Direction a » List every OS X release that the passage on OS X Lion names.

Document segment »
— start —

Lion is the first OS X release to drop support for any Intel processors – machines using 32-bit Core Solo and Core Duo machines (sold mostly in 2006 at the very beginning of the Intel switch) aren’t able to install the new OS without hacking (which is outside the scope of this review). This is common practice for Apple, whom habitually irks a small but vocal portion of its userbase who insist (not altogether unreasonably) that their Macs are still running just fine.

Apple usually doesn’t do this lightly – in most cases, dropping support for older models is done to move the platform forward (though, as when 10.4 dropped support for Macs without FireWire, it can also be done to push particular proprietary technology). Just as Snow Leopard pulled support for PowerPC Macs to emphasize Intel development, Lion will pull support for x86 to push 64-bit development.

— end —

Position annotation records

— start —

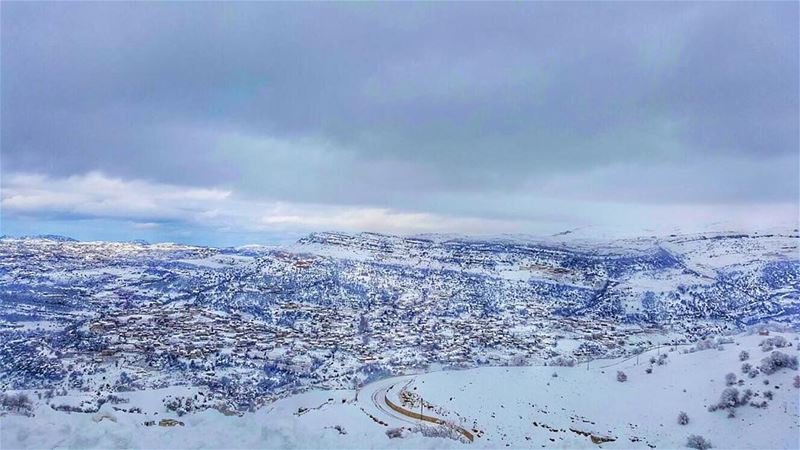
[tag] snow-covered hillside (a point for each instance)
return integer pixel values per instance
(516, 407)
(254, 326)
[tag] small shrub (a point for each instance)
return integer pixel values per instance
(776, 341)
(698, 442)
(776, 361)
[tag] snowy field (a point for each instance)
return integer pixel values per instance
(514, 407)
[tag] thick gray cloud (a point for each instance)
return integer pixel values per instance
(480, 110)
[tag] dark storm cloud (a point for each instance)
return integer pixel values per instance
(473, 105)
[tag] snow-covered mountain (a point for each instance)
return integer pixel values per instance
(335, 311)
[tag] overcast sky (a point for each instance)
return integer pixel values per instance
(253, 122)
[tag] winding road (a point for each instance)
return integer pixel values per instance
(373, 399)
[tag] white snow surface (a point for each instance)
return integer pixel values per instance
(514, 407)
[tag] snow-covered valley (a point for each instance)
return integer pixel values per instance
(508, 342)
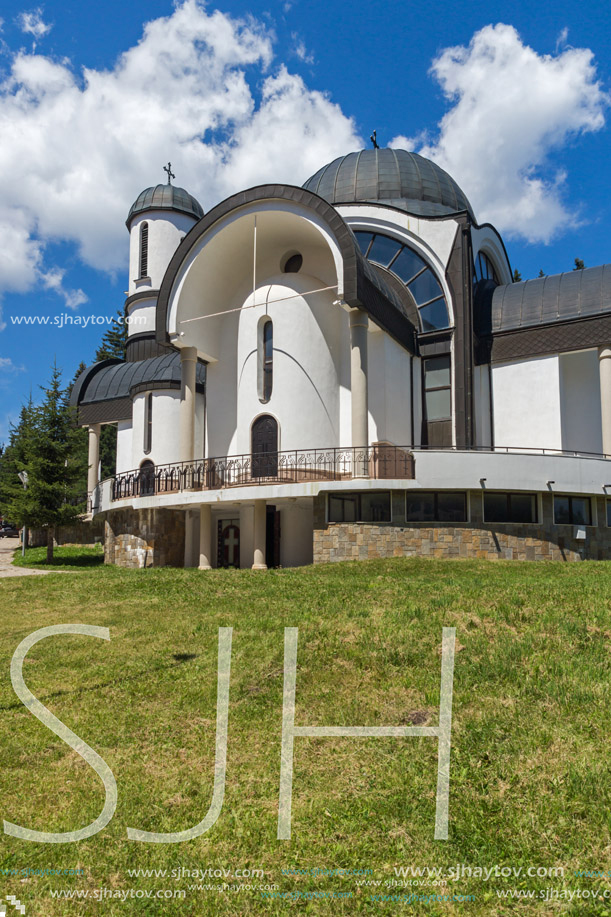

— end —

Direction b » In the records, edit the lines from the line with "[tag] overcast sky" through the end of the records, replacing "integer" with "whole-number" and leaving everything else unchanged. Return only those lines, and leave the pictures out of the answer.

Task response a » Lion, 10.4, Snow Leopard

Task response b »
[tag] overcast sky (a point for each instance)
return whole-number pixel values per instance
(253, 122)
[tag] winding road (a point for each instance)
return whole-number pixel values per instance
(373, 399)
[tag] white snow surface (a point for each instance)
return whole-number pixel values per instance
(514, 407)
[tag] snow-covered valley (a point for each instance)
return whole-number pixel values per instance
(508, 342)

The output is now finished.